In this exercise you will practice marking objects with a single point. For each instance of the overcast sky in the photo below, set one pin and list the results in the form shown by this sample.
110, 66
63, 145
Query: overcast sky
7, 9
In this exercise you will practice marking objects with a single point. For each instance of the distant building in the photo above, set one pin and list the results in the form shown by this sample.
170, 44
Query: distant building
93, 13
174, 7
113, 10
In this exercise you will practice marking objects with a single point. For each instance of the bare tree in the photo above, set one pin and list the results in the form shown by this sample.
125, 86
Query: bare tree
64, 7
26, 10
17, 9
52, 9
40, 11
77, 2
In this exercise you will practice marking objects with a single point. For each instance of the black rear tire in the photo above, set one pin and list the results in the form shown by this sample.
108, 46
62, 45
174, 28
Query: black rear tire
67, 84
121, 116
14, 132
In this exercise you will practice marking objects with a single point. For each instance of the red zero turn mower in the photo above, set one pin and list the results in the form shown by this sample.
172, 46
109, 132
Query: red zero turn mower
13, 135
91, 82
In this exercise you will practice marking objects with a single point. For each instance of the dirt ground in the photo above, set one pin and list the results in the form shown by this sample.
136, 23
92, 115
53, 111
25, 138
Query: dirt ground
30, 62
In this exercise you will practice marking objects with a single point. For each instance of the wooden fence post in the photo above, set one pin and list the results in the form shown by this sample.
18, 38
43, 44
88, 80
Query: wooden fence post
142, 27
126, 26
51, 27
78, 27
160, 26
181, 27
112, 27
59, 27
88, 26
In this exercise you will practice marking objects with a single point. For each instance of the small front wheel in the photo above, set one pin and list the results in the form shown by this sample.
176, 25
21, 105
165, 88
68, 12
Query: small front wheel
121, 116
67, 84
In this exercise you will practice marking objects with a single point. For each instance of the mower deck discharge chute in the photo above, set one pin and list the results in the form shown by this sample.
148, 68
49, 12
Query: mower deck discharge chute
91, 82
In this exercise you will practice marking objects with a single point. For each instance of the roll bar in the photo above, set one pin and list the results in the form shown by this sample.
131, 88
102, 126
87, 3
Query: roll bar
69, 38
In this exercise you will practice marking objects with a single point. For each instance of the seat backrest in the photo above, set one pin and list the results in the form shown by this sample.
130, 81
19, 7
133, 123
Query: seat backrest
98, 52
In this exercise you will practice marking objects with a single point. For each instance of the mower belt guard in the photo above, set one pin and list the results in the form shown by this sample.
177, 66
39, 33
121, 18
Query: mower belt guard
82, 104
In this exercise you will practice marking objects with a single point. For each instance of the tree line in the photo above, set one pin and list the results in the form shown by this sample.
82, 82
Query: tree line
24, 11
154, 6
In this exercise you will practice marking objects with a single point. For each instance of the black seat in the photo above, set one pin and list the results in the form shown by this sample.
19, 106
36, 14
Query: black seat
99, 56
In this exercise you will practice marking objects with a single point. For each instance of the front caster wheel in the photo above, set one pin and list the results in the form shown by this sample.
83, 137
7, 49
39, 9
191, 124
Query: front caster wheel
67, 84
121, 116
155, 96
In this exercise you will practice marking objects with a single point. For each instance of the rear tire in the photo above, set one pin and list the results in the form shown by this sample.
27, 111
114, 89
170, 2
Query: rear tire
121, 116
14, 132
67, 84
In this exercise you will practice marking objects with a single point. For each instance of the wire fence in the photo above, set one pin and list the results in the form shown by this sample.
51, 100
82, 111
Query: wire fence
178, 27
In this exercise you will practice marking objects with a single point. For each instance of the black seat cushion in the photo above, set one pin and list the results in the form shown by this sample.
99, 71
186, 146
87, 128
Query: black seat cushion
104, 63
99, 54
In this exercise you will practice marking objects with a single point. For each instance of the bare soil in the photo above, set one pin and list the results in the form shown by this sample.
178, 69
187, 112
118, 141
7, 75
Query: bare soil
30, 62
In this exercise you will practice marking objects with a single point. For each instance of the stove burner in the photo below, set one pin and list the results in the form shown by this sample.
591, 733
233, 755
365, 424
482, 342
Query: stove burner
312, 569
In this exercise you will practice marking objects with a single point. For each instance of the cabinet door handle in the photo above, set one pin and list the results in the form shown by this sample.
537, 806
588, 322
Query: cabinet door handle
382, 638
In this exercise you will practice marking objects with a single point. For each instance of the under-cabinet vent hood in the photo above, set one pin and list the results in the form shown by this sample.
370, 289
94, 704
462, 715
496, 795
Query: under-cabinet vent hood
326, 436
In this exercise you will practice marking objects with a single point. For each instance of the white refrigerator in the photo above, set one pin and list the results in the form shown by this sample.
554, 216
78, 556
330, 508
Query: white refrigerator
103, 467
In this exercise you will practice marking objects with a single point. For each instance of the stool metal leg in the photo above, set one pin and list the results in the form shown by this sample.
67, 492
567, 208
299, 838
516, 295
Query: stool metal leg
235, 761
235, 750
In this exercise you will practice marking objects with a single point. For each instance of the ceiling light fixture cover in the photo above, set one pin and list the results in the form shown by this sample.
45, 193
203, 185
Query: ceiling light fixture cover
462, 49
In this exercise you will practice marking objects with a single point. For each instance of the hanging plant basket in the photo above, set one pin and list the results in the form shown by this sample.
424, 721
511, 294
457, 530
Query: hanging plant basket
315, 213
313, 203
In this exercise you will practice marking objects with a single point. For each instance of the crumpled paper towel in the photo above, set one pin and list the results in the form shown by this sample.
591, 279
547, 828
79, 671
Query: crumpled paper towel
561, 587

# # # #

_THE PROBLEM_:
Go through the records above and copy each line where "below" is found.

_SOLUTION TO THE EXERCISE_:
In this exercise you will practice marking objects with a single point. For each instance of the overcast sky in the photo below, set one pin and list the results in the form shown by this sample.
In this exercise you will practice marking objects with a single point. For each instance of the stove burner in the photo below, set one pin and list the results in the form shown by this sample.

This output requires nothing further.